§ **Short problem**:
Please rescale the entries below by reproducing every line, requests included, with each coordinate in the answers multiplied by 2.2 and rounded to a whole number, halves rounding up. Omit the pictures from your reply.

____ Task material

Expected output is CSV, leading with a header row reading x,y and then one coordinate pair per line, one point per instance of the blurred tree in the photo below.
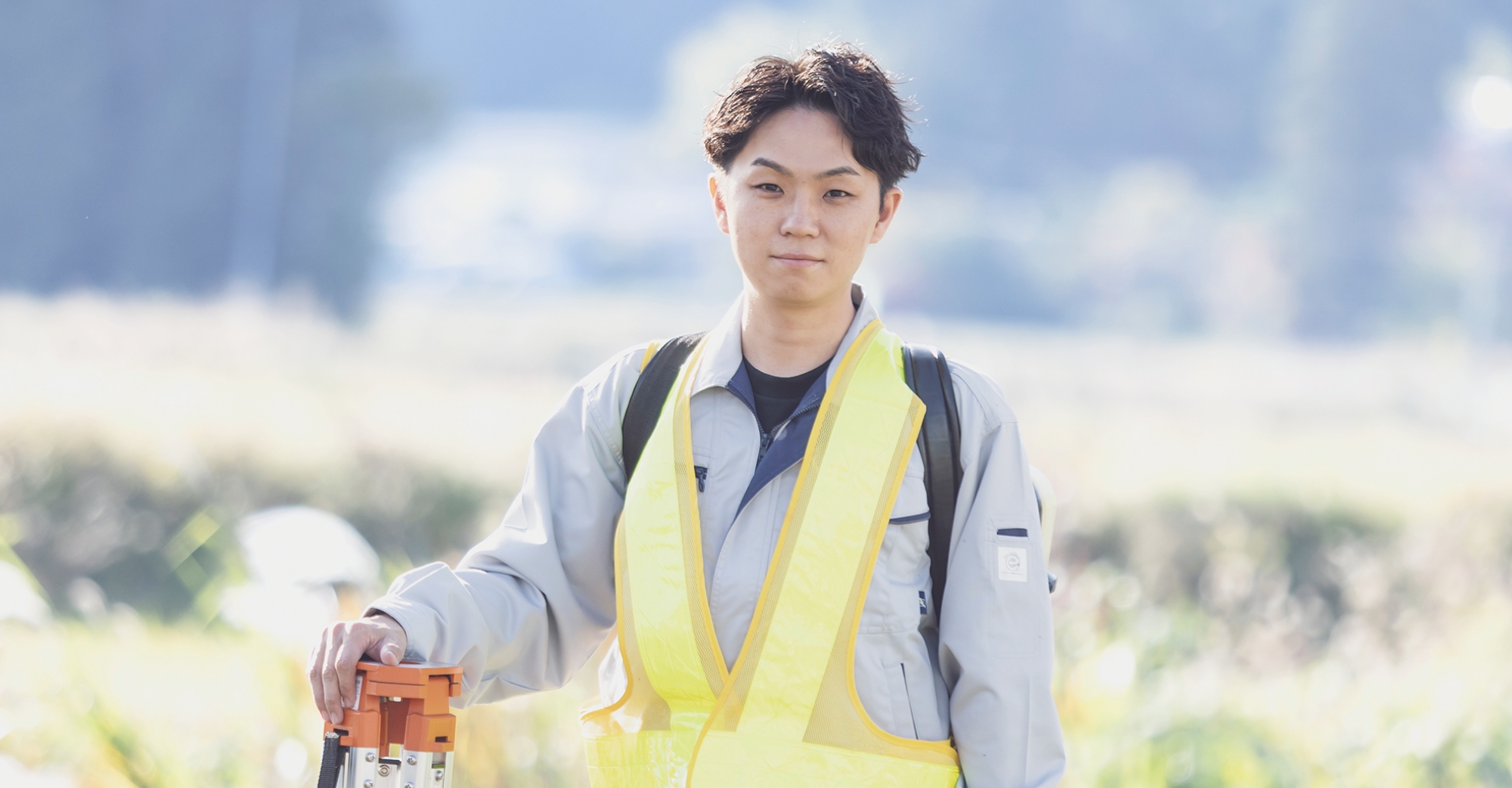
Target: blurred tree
x,y
1363,98
150,144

________

§ **Final answer**:
Expected output is CSV, leading with a header row reading x,y and then one coordinate pair per line, one point per instance of the blurred tree in the photo below.
Target: blurred tree
x,y
2999,216
330,317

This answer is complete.